* Begin Task material *

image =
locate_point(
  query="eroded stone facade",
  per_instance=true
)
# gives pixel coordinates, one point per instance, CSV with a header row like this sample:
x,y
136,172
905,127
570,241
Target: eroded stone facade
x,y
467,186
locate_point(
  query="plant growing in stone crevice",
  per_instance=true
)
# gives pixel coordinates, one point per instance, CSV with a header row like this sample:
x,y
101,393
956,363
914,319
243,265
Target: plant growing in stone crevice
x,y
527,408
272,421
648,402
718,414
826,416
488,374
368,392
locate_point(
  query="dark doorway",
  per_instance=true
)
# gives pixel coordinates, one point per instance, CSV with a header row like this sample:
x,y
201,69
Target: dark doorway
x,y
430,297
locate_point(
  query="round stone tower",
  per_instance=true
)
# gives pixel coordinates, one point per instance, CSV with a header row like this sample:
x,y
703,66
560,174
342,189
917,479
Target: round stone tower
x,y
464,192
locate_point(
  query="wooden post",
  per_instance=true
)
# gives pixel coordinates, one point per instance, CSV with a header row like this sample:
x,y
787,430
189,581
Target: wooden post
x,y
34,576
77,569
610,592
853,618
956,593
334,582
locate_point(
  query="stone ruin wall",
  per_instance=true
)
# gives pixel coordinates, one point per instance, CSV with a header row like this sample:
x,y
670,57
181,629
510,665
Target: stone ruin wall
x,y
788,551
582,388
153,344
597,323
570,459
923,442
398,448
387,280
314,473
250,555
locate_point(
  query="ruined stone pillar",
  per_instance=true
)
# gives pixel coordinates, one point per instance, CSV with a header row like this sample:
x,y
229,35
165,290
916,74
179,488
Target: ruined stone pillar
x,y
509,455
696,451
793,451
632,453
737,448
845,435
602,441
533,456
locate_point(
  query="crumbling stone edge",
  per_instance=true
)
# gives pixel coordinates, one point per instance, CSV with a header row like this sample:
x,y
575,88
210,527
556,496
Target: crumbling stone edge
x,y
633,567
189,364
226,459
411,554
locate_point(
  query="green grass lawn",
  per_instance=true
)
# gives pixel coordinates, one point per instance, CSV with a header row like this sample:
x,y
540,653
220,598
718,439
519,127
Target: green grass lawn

* End Task material *

Repeat the material word for word, in full.

* Answer to the problem *
image =
locate_point(
  query="eroded stone facade",
  per_instance=true
)
# gives pixel coordinates, one point per instance, CSV with a header row like this sample:
x,y
136,172
905,127
570,241
Target: eroded stone facade
x,y
467,186
locate_point(
  query="plant growing in stone crevice",
  per_instance=true
)
# gives pixel coordinates, one point per instance, CSV with a header row like this sample:
x,y
101,393
956,363
914,319
243,265
Target: plant growing in stone crevice
x,y
527,408
272,421
648,402
718,414
826,416
488,374
368,392
locate_point(
  query="dark doorway",
  per_instance=true
)
# gives pixel coordinates, one point per instance, CSV with a header row like this sample:
x,y
201,69
Target: dark doorway
x,y
430,297
locate_point(
  query="round stone tower",
  per_instance=true
)
# gives pixel coordinates, one point per instance, CSV with a header row like this sample:
x,y
703,66
560,174
342,189
917,479
Target: round stone tower
x,y
464,192
locate_point(
  query="wooden post",
  per_instance=true
)
# gives pixel coordinates, one point per instance, CSV with a header row like this sample:
x,y
787,430
189,581
Target: wooden post
x,y
34,576
77,569
610,592
853,618
956,593
334,582
locate_point(
  query="stone ruin wall",
  per_instance=true
)
# gives pixel coordinates, one point per instance, CSV with a header row like this sample:
x,y
670,57
181,629
510,665
Target: stone ruin wall
x,y
788,551
582,388
153,344
597,323
570,459
923,442
398,448
387,280
314,473
250,555
locate_point(
  query="ruined stone pillar",
  per_instance=true
)
# gives pixel coordinates, one point per instance, CSV with a header row like this sample:
x,y
229,35
165,290
916,74
179,488
Target: ruined stone pillar
x,y
509,455
696,451
793,451
632,453
737,448
845,435
602,441
533,456
locate_point(
  query="crumbling stone edge",
  per_instance=true
)
# gives pixel coordinates, one point per instance, CSV with a header row like this sample:
x,y
575,88
210,527
556,496
Target: crumbling stone edge
x,y
633,567
189,364
226,459
411,554
locate_point(
  query="green grass lawn",
  per_instance=true
)
# gives pixel coordinates, one point per instance, CSV with a header row like this sample:
x,y
540,653
220,598
718,439
519,127
Target: green grass lawn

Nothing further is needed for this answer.